GOAL OF THE EXERCISE: Look through the records below and collect all lines that hold the string "background".

Segment Start: SUPPLIED INFORMATION

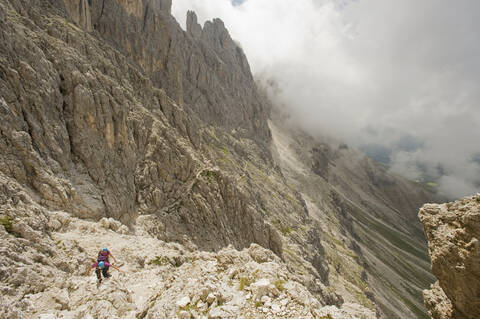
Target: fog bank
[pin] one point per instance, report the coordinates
(397, 79)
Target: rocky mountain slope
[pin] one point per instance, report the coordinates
(110, 110)
(452, 231)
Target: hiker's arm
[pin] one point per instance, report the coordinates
(88, 271)
(115, 267)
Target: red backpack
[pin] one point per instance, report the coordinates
(103, 256)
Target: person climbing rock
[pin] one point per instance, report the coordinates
(104, 254)
(101, 268)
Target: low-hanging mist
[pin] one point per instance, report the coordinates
(399, 80)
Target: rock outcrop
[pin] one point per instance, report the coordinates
(453, 231)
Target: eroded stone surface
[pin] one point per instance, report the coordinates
(453, 231)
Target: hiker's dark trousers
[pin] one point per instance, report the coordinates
(101, 272)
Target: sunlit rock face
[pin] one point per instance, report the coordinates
(453, 231)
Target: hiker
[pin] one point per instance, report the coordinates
(104, 254)
(101, 268)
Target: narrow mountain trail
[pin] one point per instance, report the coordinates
(168, 280)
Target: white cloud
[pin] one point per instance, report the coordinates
(371, 72)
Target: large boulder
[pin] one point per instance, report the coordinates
(453, 231)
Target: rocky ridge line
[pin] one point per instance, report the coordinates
(453, 231)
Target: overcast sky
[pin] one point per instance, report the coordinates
(404, 75)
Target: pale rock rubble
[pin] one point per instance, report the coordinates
(157, 279)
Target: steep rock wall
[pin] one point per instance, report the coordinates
(83, 130)
(453, 231)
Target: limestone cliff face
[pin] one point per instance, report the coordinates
(202, 68)
(86, 131)
(453, 232)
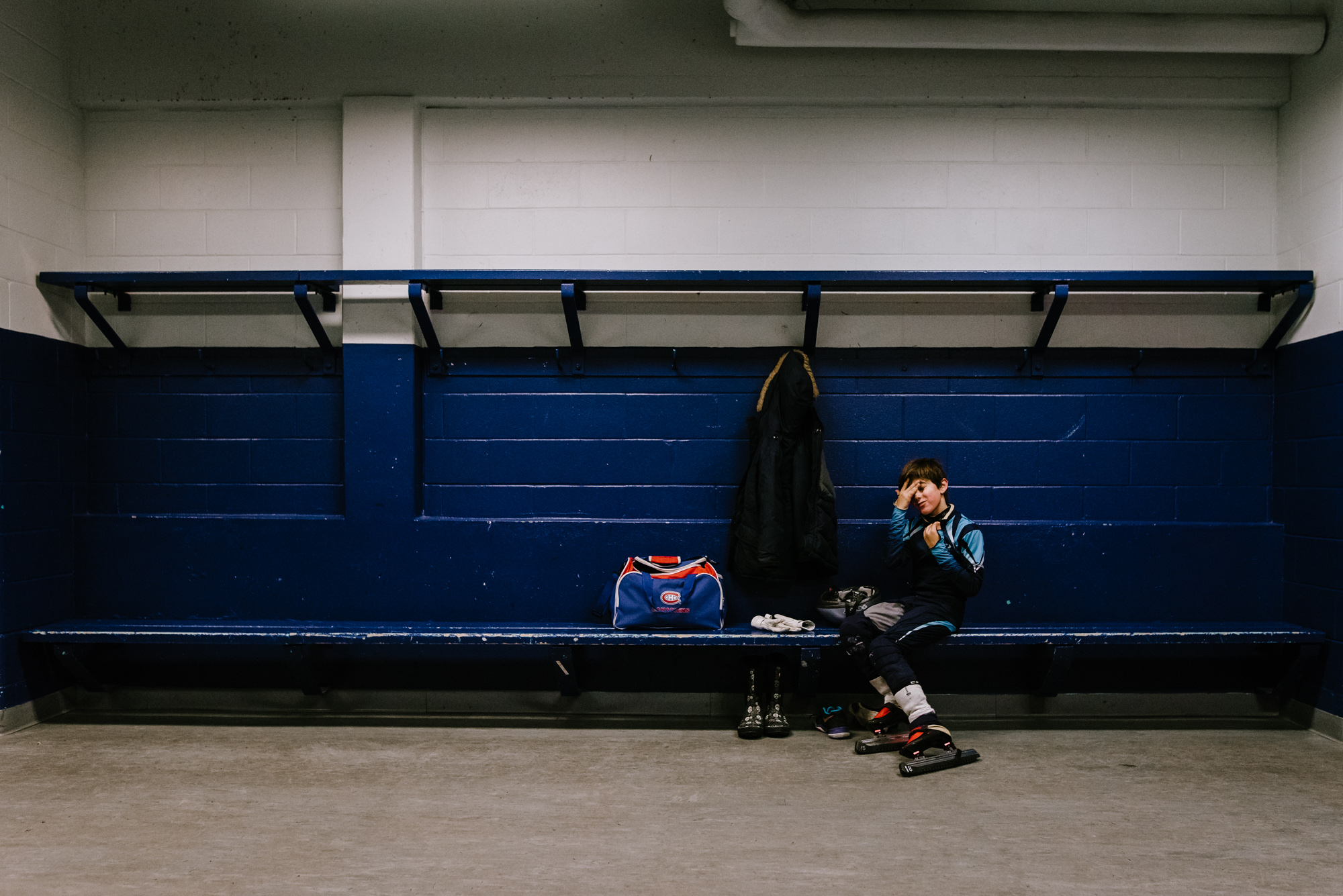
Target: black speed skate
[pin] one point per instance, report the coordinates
(886, 728)
(929, 748)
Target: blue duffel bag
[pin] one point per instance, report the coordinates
(665, 593)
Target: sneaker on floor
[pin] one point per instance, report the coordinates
(833, 724)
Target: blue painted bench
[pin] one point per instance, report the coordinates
(1062, 642)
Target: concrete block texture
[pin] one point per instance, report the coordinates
(197, 189)
(956, 188)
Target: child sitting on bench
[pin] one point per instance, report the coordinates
(947, 554)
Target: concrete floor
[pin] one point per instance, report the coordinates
(213, 809)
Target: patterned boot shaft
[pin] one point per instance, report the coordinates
(753, 722)
(776, 722)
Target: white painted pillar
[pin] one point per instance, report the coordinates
(382, 220)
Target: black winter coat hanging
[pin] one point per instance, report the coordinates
(784, 528)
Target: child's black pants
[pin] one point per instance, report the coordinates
(888, 654)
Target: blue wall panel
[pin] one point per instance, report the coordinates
(237, 486)
(249, 439)
(551, 570)
(1309, 498)
(44, 470)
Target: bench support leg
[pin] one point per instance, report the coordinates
(809, 671)
(566, 658)
(77, 670)
(1060, 660)
(1305, 656)
(303, 663)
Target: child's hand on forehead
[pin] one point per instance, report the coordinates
(907, 494)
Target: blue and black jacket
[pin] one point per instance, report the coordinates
(946, 575)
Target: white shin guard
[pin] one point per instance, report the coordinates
(883, 689)
(913, 701)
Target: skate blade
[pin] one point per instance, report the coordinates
(886, 744)
(950, 760)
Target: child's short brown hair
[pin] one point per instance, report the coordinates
(927, 468)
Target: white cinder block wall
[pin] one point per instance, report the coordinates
(853, 189)
(710, 188)
(199, 191)
(41, 172)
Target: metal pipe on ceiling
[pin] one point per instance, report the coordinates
(774, 23)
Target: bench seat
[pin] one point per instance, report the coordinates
(1059, 642)
(582, 634)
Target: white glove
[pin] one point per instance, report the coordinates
(782, 624)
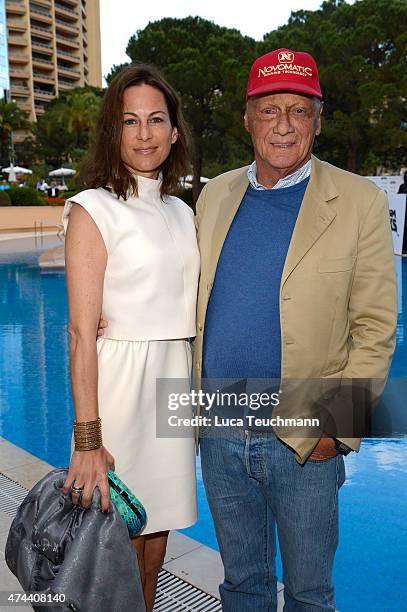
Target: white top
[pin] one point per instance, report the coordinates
(152, 271)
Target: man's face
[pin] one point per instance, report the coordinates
(283, 126)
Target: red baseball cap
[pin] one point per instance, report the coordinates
(284, 70)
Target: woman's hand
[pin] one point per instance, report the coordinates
(89, 469)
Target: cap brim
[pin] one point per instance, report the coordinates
(284, 86)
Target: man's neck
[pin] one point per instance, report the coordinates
(269, 177)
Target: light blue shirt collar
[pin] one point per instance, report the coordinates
(288, 181)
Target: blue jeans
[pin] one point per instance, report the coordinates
(254, 486)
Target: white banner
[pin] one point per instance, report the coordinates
(397, 207)
(390, 184)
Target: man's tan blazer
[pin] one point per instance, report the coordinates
(338, 299)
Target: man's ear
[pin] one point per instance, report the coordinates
(318, 120)
(246, 118)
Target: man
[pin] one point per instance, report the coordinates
(297, 283)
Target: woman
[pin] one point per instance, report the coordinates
(131, 255)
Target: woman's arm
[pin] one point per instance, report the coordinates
(85, 261)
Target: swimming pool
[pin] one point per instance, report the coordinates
(36, 414)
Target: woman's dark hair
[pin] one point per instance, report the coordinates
(105, 167)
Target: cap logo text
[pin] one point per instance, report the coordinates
(286, 56)
(282, 68)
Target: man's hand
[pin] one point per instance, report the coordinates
(325, 449)
(101, 326)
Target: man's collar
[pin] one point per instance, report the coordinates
(288, 181)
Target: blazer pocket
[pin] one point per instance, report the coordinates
(340, 264)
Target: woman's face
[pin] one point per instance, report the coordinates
(147, 133)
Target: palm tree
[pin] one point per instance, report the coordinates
(11, 118)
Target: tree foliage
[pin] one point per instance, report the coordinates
(360, 50)
(207, 65)
(65, 131)
(12, 118)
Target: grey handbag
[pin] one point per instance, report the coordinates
(58, 548)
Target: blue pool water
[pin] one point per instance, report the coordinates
(36, 414)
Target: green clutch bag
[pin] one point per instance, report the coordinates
(130, 508)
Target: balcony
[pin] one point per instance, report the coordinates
(39, 15)
(39, 76)
(44, 64)
(42, 47)
(69, 42)
(43, 93)
(64, 25)
(25, 107)
(69, 71)
(17, 59)
(41, 31)
(20, 92)
(68, 56)
(66, 84)
(15, 7)
(19, 88)
(19, 26)
(66, 12)
(18, 41)
(18, 73)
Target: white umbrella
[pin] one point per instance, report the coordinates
(12, 175)
(189, 179)
(62, 172)
(17, 170)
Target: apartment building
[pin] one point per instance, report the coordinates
(4, 78)
(53, 46)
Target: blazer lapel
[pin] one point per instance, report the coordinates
(226, 212)
(314, 217)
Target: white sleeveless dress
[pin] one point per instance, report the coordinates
(149, 301)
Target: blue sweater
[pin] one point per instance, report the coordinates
(242, 326)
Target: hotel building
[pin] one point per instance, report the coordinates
(53, 46)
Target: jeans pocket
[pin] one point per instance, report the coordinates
(322, 460)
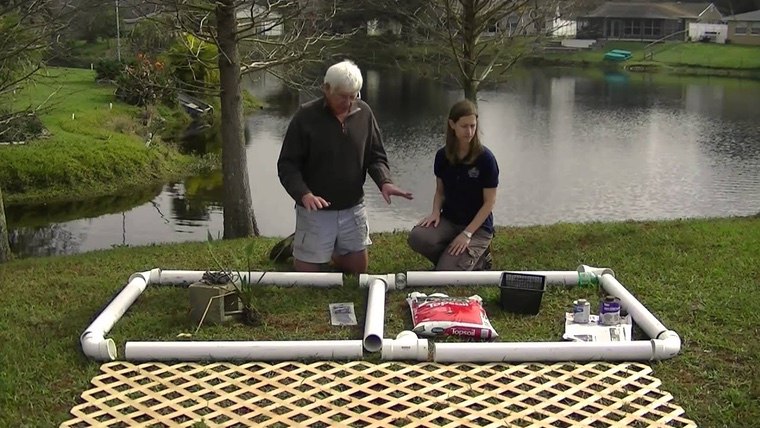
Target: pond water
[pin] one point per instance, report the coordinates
(572, 146)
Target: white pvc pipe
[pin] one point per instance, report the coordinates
(390, 279)
(282, 279)
(643, 317)
(406, 346)
(375, 318)
(93, 341)
(638, 350)
(443, 278)
(249, 351)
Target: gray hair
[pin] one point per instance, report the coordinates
(344, 75)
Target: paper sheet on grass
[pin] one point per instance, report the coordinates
(342, 314)
(595, 332)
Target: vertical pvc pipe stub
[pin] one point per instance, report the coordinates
(595, 270)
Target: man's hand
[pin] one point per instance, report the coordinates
(390, 189)
(311, 202)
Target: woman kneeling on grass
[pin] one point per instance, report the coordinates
(457, 234)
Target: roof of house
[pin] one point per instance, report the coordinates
(668, 10)
(747, 16)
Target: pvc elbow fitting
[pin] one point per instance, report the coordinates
(667, 345)
(97, 347)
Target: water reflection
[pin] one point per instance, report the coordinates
(573, 146)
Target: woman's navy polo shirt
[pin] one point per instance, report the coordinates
(463, 186)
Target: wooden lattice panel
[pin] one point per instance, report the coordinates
(363, 394)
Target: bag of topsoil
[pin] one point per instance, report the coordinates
(441, 315)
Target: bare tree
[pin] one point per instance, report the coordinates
(277, 36)
(484, 37)
(28, 31)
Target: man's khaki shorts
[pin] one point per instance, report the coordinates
(322, 233)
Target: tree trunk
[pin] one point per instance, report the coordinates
(470, 87)
(5, 247)
(239, 220)
(470, 38)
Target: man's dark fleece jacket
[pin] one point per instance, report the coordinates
(329, 159)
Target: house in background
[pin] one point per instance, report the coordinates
(645, 21)
(744, 28)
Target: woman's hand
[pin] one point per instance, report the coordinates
(459, 245)
(431, 220)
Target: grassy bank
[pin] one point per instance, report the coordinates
(676, 57)
(96, 146)
(699, 277)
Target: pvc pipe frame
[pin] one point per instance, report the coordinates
(663, 344)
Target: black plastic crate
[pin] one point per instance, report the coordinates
(521, 293)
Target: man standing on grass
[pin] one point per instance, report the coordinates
(330, 146)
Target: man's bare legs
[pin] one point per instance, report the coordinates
(353, 263)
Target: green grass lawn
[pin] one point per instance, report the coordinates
(671, 54)
(699, 277)
(96, 145)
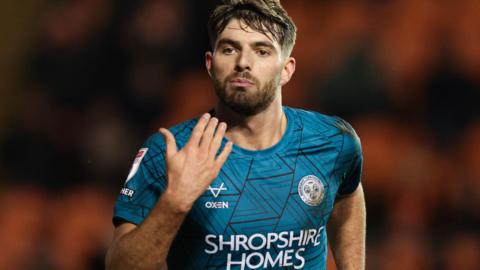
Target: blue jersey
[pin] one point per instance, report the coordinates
(267, 209)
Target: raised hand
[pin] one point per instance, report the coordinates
(196, 165)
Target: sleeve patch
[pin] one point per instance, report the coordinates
(136, 163)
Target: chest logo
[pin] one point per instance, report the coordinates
(311, 190)
(216, 191)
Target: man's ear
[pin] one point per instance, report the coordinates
(208, 62)
(288, 70)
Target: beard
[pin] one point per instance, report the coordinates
(244, 101)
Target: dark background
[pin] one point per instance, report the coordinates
(83, 83)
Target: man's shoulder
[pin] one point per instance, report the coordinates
(319, 122)
(181, 131)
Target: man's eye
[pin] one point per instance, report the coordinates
(228, 50)
(263, 52)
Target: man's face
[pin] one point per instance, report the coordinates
(247, 69)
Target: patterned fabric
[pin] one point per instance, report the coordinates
(267, 209)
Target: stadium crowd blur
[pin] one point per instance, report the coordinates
(94, 78)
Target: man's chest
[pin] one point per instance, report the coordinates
(293, 191)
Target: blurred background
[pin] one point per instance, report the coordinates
(84, 82)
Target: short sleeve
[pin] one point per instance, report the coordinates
(145, 183)
(351, 160)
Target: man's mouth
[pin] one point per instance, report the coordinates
(241, 82)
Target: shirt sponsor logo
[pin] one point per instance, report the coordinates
(136, 163)
(215, 192)
(254, 251)
(311, 190)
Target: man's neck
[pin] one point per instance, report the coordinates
(255, 132)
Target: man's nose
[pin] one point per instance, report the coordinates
(244, 62)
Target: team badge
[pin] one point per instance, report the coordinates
(136, 163)
(311, 190)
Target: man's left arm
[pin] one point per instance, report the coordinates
(347, 229)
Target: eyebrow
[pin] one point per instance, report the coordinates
(237, 44)
(228, 41)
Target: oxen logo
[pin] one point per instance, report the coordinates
(311, 190)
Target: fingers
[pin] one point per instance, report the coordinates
(217, 140)
(198, 130)
(169, 141)
(208, 135)
(224, 155)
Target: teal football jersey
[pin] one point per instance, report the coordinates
(267, 209)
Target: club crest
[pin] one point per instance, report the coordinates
(311, 190)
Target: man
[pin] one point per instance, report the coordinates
(263, 199)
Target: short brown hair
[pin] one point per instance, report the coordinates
(264, 16)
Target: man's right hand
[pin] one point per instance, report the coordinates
(196, 165)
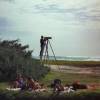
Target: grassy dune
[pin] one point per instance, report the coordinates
(74, 63)
(69, 78)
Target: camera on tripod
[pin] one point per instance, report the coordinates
(47, 38)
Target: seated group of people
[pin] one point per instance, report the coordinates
(26, 83)
(58, 87)
(31, 84)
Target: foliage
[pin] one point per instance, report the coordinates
(26, 95)
(16, 58)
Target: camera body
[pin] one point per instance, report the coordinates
(47, 38)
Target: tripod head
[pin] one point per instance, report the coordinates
(47, 38)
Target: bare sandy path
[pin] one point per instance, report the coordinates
(72, 69)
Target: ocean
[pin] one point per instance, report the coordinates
(72, 58)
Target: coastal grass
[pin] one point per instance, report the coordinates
(74, 63)
(68, 78)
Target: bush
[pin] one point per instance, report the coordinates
(26, 95)
(16, 58)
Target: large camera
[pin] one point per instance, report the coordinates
(47, 38)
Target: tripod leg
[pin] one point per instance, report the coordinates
(53, 54)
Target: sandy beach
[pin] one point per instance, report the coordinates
(75, 69)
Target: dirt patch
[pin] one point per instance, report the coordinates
(74, 69)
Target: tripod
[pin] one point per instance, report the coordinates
(46, 55)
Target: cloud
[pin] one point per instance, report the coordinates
(8, 0)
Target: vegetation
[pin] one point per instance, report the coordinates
(68, 78)
(26, 95)
(16, 58)
(75, 63)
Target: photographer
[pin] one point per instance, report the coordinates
(43, 43)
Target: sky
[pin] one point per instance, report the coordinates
(74, 25)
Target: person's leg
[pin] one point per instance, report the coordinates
(41, 52)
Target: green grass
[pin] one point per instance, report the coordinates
(69, 78)
(75, 63)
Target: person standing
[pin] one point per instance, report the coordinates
(42, 45)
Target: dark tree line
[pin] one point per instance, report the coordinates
(16, 58)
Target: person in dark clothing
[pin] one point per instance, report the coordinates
(42, 45)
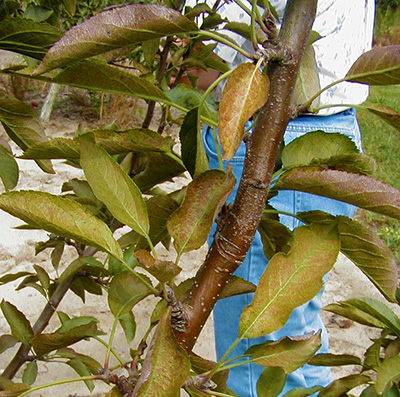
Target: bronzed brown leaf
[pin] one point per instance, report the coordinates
(360, 190)
(291, 279)
(191, 223)
(371, 255)
(116, 28)
(287, 353)
(60, 216)
(166, 363)
(379, 66)
(245, 92)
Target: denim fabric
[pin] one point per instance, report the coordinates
(304, 319)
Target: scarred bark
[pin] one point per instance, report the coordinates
(233, 240)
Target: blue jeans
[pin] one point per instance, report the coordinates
(304, 319)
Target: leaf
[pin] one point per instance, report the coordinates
(163, 271)
(303, 392)
(6, 342)
(160, 167)
(245, 92)
(307, 83)
(114, 187)
(30, 373)
(125, 291)
(19, 325)
(60, 216)
(201, 365)
(22, 125)
(274, 236)
(291, 280)
(81, 369)
(271, 382)
(113, 29)
(343, 385)
(190, 98)
(96, 74)
(237, 286)
(360, 190)
(9, 171)
(316, 145)
(371, 256)
(367, 311)
(288, 353)
(379, 66)
(191, 223)
(193, 154)
(46, 343)
(128, 324)
(27, 37)
(387, 374)
(334, 360)
(386, 113)
(166, 363)
(132, 140)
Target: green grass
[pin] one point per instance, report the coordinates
(382, 142)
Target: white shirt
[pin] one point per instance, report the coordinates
(346, 27)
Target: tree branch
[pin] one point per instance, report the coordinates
(234, 239)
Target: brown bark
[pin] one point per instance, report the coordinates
(234, 239)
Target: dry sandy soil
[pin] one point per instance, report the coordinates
(17, 254)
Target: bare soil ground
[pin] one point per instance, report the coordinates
(17, 254)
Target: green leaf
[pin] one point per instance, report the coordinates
(360, 190)
(125, 291)
(160, 167)
(303, 392)
(316, 145)
(288, 353)
(30, 373)
(132, 140)
(27, 37)
(271, 382)
(371, 256)
(307, 83)
(386, 113)
(379, 66)
(81, 369)
(46, 343)
(367, 311)
(114, 187)
(245, 92)
(166, 363)
(60, 216)
(128, 324)
(291, 280)
(191, 223)
(274, 236)
(334, 360)
(113, 29)
(189, 98)
(19, 325)
(22, 125)
(387, 374)
(9, 171)
(6, 342)
(75, 322)
(237, 286)
(343, 385)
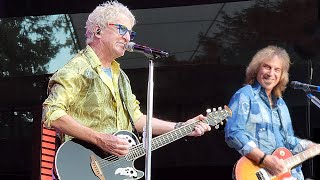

Segment End: SUPPLIED INFORMATION

SOLUTION FOR THIS PROBLEM:
Target: house in background
Target: dark background
Target: blurred background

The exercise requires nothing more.